**What is required:**
Output the line containing "of the license" and all subsequent lines of the listing below, copied exactly, with no other lines.

**Task material:**
----

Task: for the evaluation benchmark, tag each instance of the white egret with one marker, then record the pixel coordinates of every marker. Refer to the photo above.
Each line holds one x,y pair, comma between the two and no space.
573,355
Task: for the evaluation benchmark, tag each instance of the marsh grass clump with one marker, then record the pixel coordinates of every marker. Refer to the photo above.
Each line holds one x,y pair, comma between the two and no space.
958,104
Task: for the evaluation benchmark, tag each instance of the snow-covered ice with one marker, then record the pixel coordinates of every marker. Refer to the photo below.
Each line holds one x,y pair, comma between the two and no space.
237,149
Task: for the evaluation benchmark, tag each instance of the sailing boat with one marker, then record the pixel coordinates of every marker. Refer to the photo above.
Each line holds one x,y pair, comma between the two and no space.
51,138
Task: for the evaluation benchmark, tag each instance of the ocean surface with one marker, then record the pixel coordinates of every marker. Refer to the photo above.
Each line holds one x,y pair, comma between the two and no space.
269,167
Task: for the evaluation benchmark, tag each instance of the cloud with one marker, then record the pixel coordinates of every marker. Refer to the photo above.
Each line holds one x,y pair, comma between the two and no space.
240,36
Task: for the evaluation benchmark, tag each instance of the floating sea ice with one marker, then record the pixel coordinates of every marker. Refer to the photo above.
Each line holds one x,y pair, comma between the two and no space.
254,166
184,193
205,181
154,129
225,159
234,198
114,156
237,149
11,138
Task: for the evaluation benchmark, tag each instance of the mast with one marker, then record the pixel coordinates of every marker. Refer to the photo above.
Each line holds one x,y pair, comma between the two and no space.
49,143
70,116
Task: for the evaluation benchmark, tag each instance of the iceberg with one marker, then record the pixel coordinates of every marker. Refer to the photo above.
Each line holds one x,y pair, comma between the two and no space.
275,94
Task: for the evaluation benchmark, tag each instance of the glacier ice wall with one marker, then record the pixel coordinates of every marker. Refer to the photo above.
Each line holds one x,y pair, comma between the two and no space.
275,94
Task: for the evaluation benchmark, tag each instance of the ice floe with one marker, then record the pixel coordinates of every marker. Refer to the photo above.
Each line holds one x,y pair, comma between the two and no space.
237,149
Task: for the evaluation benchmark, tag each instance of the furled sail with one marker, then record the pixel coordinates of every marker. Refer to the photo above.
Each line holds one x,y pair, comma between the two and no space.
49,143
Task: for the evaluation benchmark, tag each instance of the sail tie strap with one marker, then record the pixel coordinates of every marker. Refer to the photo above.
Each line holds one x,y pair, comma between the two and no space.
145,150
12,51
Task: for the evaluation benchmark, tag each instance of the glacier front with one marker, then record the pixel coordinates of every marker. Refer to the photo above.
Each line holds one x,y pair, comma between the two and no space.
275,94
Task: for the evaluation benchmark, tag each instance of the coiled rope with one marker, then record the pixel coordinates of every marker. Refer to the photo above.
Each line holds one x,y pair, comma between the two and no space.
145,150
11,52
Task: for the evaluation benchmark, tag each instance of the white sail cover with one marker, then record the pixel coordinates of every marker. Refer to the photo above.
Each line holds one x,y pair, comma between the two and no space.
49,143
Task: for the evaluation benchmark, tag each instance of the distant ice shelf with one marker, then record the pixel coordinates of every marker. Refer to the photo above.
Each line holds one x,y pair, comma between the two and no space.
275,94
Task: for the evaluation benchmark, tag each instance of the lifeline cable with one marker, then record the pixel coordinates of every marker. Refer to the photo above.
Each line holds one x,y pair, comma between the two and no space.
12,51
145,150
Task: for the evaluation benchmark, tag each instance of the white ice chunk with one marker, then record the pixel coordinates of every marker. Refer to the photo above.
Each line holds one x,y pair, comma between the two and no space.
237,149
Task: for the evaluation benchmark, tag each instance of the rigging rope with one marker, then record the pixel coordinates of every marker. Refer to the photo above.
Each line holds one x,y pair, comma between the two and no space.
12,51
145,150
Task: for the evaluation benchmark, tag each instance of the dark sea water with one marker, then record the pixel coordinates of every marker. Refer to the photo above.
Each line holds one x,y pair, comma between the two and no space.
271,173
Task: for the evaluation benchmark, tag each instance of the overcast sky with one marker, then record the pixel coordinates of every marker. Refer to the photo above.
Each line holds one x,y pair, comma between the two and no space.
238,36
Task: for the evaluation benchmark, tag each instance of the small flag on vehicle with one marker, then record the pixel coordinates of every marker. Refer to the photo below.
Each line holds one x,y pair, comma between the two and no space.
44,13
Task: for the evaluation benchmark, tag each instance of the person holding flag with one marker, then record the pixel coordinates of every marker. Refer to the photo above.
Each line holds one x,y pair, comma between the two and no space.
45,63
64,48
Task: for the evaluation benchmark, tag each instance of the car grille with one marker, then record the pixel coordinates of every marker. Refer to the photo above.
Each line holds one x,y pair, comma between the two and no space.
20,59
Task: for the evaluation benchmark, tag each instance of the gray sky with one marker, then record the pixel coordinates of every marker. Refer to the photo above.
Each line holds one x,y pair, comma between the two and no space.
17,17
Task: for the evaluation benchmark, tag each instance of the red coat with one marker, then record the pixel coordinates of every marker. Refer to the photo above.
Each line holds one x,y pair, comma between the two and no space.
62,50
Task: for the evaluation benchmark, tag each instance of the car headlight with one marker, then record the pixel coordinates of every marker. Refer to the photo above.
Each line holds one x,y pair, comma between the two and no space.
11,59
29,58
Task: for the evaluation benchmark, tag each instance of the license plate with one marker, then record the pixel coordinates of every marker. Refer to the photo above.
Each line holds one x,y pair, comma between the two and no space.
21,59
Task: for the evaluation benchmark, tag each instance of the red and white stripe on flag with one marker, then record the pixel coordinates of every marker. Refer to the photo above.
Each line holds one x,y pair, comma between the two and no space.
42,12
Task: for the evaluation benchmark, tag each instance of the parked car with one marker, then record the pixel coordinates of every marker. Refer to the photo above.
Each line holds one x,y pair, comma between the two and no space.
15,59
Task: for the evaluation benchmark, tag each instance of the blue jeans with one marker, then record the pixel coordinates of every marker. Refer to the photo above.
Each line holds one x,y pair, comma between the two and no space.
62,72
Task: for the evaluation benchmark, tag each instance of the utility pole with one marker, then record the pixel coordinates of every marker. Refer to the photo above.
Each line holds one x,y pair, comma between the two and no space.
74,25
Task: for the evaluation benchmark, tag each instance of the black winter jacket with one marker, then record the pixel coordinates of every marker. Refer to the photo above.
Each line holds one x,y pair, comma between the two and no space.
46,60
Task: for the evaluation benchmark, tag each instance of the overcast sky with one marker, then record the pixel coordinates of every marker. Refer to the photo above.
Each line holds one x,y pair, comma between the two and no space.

----

**Problem solution:**
Task: for the evaluation benchmark, tag each instance of the license plate with one marker, then record the pixel coordinates of every marker. Refer to the photo above.
Each line holds one x,y pair, comma between the two and no space.
21,59
Task: for the evaluation benchmark, tag each instance of the red and white stripe on flag with one marker, then record the pixel coordinates of every marker. Refer to the photo above.
Each line holds one x,y pair, comma between the two and no space.
42,12
Task: for the evaluation benchmark, tag each instance of the parked car with one marker, then record the pixel coordinates of every marker. Refer to the photo above.
Each line holds one x,y pair, comma between the two and no space.
15,59
Task: for the evaluation benchmark, tag each instance of the blue jeans with one marker, then record the pixel coordinates of every marker. Refer to the photo above.
Each line holds one x,y pair, comma between the two and no space.
62,72
Task: for the evaluation benchmark, tag each instance of the utility pole with one marker, then record the pixel coordinates of every marker. Refer to the photo above.
Each line holds one x,y pair, comma between the two and no space.
74,25
Task: for the evaluation benchmark, tag each instance of the black winter jacket with one marker, then record the pixel coordinates of every marker. Refer to the photo above.
Each line holds one x,y pair, comma between the two and no space.
46,60
Task: for the evaluation benchmark, tag each instance of the overcast sky with one marker, then record the pixel coordinates of every marker. Refer to the photo above.
Each line holds one x,y pair, comma between the two and no space.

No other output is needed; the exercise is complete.